Texto do exercício
---

O presidente já tem usado o repasse da renda básica para se autopromover, mas há milhões de informais que não receberam ainda os R$ 600,00, apesar de três semanas terem se passado desde que as quarentenas começaram. Divulga, aos quatro ventos, que os empregos estão garantidos com o pacote de auxílio lançado por ele, mas a redução salarial é tão severa que muitas famílias terão problemas graves para se manter. Sem contar as medidas insuficientes para garantir a sobrevivência de pequenos negócios.
O governo poderia proibir demissões por dois meses, período do pico da infecção pelo coronavírus. E garantir recursos para as empresas poderem pagar salários dos trabalhadores até o teto do INSS, como era a reivindicação de trabalhadores e empresários. Poderia.
Vale lembrar que, no início da crise, Paulo Guedes gastava tempo precioso defendendo que o impacto econômico do coronavírus fosse mitigado pela aprovação das reformas - misturando oportunismo com um total descolamento com a realidade.
Ao mesmo tempo, o presidente usou o discurso, desta quinta, para tentar reescrever o passado recente à luz de suas necessidades.
"Estávamos praticamente voando no final do último trimestre [de 2019]. Tudo estava indo muito bem e o Brasil tinha tudo para dar certo no curto espaço de tempo", afirmou o presidente. Os indicadores, contudo, não mostram que a economia estava voando, mas derrapando. Ou seja, uma realidade com mais tons de cinza do que o arco-íris que só bolsonaristas enxergavam.
Por exemplo, de acordo com a Pesquisa Nacional por Amostra de Domicílio (PNAD) Contínua, do IBGE, a taxa de desocupação no país foi de 11,6% no trimestre encerrado em fevereiro - portanto, antes do coronavírus provocar estragos por aqui (o primeiro caso no país foi registrado em 26 de fevereiro). O trimestre terminado em novembro havia marcado 11,2%. Em fevereiro de 2019, a taxa era de 12,4%. Mesmo considerando as questões de sazonalidade, o país ainda ostentava 12,3 milhões de pessoas sem trabalho.
O governo Bolsonaro não é culpado pela pandemia no Brasil, mas é sim responsável pelo atraso no planejamento de medidas para a economia e, portanto, pela fome e as dificuldades que uma parcela da população está sentindo devido à falta de trabalho. Mas também pela demora no planejamento para a saúde - o que incluiria a compra antecipada de equipamentos, como respiradores, máscaras, luvas, aventais; a preparação de leitos e UTIs e a contratação de profissionais. Mandetta se sobressaiu frente à aridez da Esplanada dos Ministérios, mas - é importante reconhecer - também demorou a agir.

---

Informações
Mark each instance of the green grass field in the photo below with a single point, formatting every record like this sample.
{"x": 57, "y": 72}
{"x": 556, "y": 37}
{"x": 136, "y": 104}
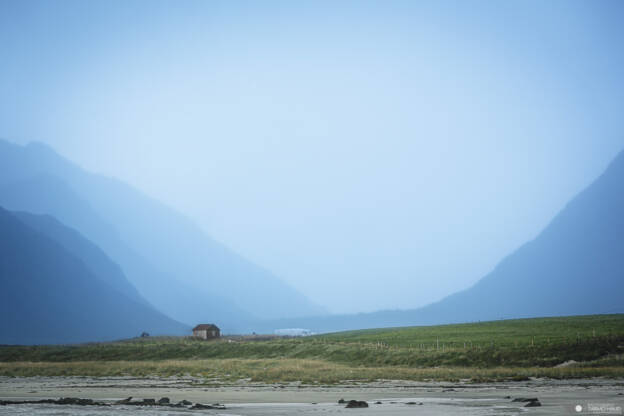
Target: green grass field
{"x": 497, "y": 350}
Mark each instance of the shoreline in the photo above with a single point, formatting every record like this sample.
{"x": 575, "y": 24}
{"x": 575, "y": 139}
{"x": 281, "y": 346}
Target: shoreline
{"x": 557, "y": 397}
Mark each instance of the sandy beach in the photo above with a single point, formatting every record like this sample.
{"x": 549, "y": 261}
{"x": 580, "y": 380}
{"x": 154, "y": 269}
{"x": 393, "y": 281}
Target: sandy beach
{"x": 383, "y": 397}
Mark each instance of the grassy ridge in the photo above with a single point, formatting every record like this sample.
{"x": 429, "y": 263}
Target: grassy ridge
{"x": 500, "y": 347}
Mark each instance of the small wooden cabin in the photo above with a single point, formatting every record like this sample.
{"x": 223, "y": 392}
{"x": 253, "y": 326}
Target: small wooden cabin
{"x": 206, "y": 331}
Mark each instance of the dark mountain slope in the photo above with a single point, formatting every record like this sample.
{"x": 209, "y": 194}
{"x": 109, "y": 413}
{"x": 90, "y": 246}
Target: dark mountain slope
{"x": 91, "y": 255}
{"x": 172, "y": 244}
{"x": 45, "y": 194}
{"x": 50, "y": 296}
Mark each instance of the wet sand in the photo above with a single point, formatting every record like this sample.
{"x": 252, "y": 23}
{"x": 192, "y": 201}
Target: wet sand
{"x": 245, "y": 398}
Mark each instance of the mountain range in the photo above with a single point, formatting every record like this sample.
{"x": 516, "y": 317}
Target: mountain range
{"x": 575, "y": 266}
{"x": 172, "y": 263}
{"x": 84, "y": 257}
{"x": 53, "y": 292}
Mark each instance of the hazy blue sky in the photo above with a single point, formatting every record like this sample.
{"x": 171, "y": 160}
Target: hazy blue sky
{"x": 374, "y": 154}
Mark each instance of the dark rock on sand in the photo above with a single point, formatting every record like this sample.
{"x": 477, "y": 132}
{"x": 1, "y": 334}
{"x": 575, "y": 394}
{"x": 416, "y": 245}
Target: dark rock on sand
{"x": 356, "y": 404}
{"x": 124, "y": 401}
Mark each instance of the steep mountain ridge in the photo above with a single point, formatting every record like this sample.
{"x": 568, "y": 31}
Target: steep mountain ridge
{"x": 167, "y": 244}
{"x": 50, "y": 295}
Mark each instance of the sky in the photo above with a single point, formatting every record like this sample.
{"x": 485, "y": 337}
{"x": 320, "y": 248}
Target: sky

---

O problema
Dê continuidade ao texto sobre a reação do governo Bolsonaro à crise do coronavírus, começando logo após o último parágrafo.

Resposta do exercício
E, principalmente, Bolsonaro é culpado por espalhar desinformação sobre a Covid-19 com suas declarações e atos em defesa do fim do isolamento social. O egoísmo de um presidente que prioriza sua autopreservação política frente à vida ajudou a aumentar a velocidade de contágio entre os brasileiros. E fez com que o país passasse a ser considerado uma piada de mau gosto em todo o mundo. Mandetta caiu, basicamente, porque se manteve firme em defensa da ciência e se opôs a essa loucura.
Bolsonaro vai insistir na narrativa, claro. Mas o tamanho da catástrofe é que vai dizer o destino de seu governo de agora em diante.
Por fim, Jair atropelou o discurso de despedida que Luiz Henrique Mandetta fazia no auditório do Ministério da Saúde, na tarde desta quinta, e começou seu pronunciamento, no Palácio do Planalto, enquanto o "ex" ainda falava. Ironicamente, suas primeiras palavras foram para chamar a demissão de "divórcio consensual".
O presidente e sua equipe de comunicação poderiam ter esperado um pouco, como deferência ao auxiliar que está de saída, sabendo que todas as transmissões iriam convergir imediatamente a ele. Mas não fez. Tendo usado uma de suas metáforas preferidas, a de casamento, pode se dizer que essa falta de gentileza mostra que a separação deixou profundas cicatrizes.
Mandetta, contudo, de solidão não sofrerá. Ele deve, em breve, criar um perfil no Tinder político. Afirma que não fará parte de nenhum governo. Mas seu discurso de despedida não foi de alguém que quer ficar sozinho, mas de quem sabe muito bem que 76% de aprovação é um belo patrimônio eleitoral. E 2022 é logo ali.